- [Problem requirements]
Using the data below, determine the number of lines that include the string "microwave". Write only that number.

··· Supplied records

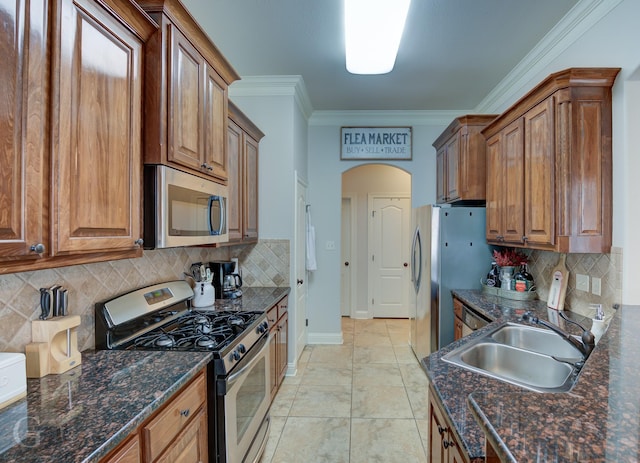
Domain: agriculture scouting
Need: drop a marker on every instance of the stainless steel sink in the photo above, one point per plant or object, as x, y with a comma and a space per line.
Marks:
536, 340
509, 354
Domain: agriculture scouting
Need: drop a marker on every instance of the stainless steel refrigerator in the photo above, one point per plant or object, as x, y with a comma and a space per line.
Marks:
449, 251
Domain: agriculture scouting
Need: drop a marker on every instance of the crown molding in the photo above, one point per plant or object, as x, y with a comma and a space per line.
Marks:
432, 118
274, 86
584, 15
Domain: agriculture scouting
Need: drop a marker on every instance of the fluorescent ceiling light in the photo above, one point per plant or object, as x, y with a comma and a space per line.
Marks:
373, 29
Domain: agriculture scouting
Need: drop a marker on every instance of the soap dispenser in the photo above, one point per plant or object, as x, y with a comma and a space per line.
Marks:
598, 326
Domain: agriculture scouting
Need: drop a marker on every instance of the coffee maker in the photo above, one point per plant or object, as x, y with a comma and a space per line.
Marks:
226, 281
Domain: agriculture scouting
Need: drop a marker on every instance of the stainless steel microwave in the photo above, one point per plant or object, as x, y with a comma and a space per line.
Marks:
182, 209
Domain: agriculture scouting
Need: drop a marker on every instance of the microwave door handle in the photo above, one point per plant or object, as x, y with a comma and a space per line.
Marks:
223, 215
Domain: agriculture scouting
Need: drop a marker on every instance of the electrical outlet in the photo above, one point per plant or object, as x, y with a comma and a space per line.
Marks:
582, 282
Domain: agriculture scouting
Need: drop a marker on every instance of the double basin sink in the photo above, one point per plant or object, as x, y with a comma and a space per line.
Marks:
533, 358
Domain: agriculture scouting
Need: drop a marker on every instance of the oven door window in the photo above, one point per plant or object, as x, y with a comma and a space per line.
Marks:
246, 402
189, 212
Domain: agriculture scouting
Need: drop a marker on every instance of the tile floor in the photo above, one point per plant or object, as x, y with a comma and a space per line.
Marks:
363, 401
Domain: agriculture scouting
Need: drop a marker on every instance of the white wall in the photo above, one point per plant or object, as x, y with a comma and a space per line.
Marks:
358, 183
325, 177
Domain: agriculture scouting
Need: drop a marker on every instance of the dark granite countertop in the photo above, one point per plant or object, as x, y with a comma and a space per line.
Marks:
82, 414
597, 421
86, 412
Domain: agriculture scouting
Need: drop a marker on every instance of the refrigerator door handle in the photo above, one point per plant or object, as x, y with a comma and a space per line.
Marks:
416, 276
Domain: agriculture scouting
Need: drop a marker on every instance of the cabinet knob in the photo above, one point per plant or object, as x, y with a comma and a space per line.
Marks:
37, 248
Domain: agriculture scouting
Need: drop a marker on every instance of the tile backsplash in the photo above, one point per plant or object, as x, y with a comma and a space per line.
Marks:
263, 264
607, 267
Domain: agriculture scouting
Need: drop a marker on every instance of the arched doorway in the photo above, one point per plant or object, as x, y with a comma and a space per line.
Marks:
376, 234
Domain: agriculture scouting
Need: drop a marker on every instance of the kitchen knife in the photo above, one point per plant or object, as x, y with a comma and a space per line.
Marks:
64, 301
55, 300
45, 303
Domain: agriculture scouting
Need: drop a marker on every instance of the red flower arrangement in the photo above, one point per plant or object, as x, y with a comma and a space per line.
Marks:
509, 258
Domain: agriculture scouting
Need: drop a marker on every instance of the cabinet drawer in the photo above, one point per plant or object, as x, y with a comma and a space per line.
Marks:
162, 429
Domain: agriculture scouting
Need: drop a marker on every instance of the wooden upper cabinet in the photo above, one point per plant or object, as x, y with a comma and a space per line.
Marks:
97, 128
186, 136
186, 94
70, 131
243, 138
23, 130
461, 164
557, 195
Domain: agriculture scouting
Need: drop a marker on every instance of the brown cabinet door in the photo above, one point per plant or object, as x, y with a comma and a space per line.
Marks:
185, 126
128, 453
97, 116
191, 445
512, 193
495, 188
23, 129
539, 174
437, 433
235, 188
441, 180
452, 169
215, 125
250, 196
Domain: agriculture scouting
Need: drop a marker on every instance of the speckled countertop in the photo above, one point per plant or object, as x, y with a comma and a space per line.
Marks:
81, 415
598, 421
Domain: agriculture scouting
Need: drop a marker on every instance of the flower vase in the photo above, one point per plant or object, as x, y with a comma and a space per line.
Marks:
506, 277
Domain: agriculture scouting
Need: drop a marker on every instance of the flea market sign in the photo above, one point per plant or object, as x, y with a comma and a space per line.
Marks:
375, 143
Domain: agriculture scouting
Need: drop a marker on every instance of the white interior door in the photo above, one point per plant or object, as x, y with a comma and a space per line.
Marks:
347, 263
389, 249
300, 321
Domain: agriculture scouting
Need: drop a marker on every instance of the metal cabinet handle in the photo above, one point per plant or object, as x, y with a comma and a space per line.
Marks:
37, 248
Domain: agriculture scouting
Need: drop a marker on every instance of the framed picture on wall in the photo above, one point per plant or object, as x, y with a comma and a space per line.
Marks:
360, 143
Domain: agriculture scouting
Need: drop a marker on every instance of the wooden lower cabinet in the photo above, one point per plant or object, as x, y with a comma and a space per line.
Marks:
127, 453
175, 433
444, 446
278, 317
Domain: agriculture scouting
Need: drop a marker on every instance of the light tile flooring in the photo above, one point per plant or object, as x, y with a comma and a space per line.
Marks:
363, 401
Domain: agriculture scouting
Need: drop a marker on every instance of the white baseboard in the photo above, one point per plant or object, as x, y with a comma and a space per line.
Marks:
324, 338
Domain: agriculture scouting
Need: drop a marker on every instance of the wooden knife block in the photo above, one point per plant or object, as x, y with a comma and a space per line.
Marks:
55, 346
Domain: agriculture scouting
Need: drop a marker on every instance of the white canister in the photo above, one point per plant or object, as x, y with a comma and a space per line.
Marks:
203, 294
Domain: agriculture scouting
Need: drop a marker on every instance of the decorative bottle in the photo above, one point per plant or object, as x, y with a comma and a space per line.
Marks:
523, 279
493, 277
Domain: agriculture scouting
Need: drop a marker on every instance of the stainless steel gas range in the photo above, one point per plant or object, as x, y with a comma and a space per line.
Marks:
159, 317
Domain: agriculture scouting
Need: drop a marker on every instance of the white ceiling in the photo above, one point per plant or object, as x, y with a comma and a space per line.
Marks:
452, 54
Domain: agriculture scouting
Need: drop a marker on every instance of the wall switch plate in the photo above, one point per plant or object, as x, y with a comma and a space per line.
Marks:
582, 282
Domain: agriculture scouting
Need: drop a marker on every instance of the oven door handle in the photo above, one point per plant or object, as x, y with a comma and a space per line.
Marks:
231, 379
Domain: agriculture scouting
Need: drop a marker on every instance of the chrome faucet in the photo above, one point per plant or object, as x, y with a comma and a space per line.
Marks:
586, 343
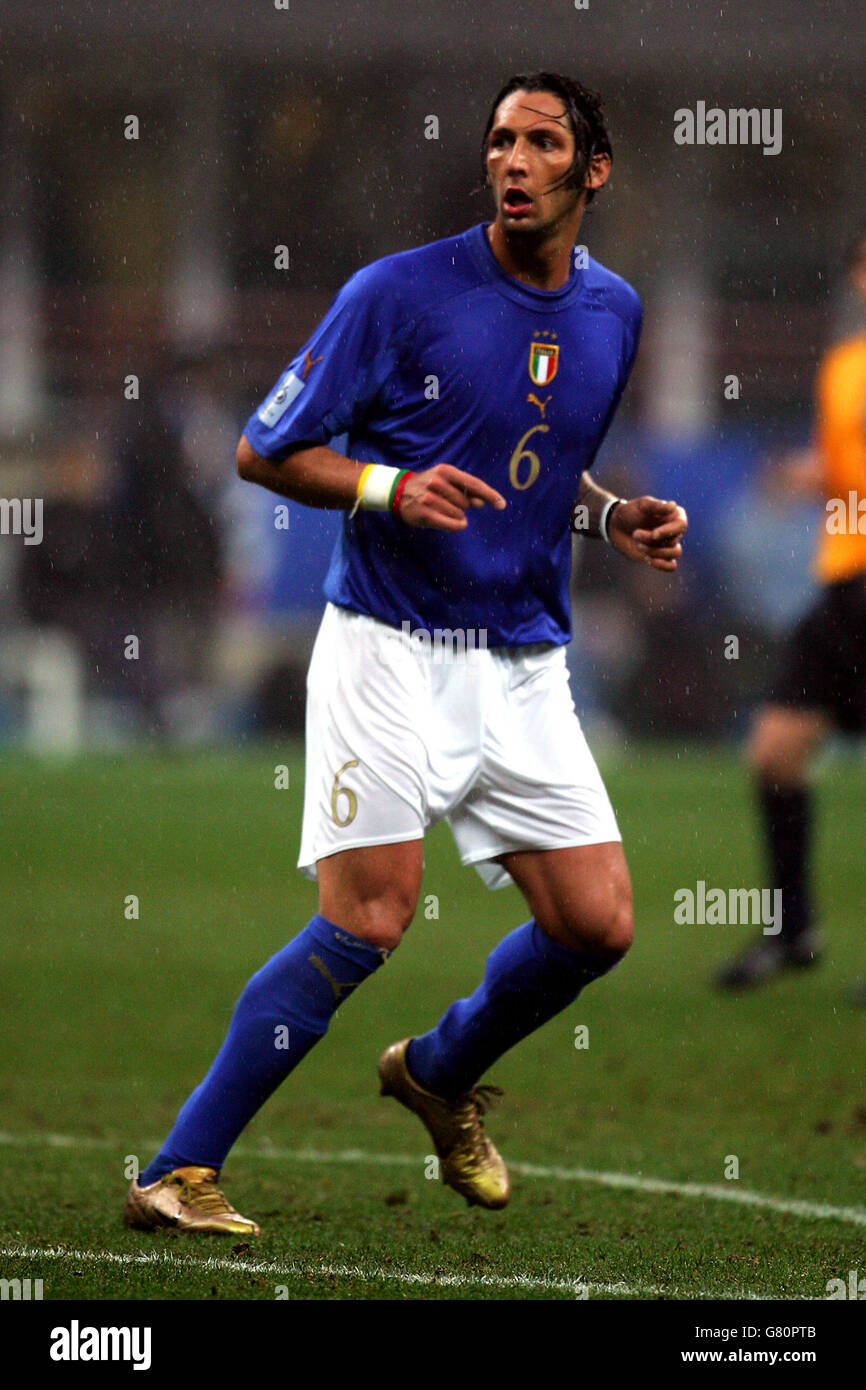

······

- [Output for this task]
2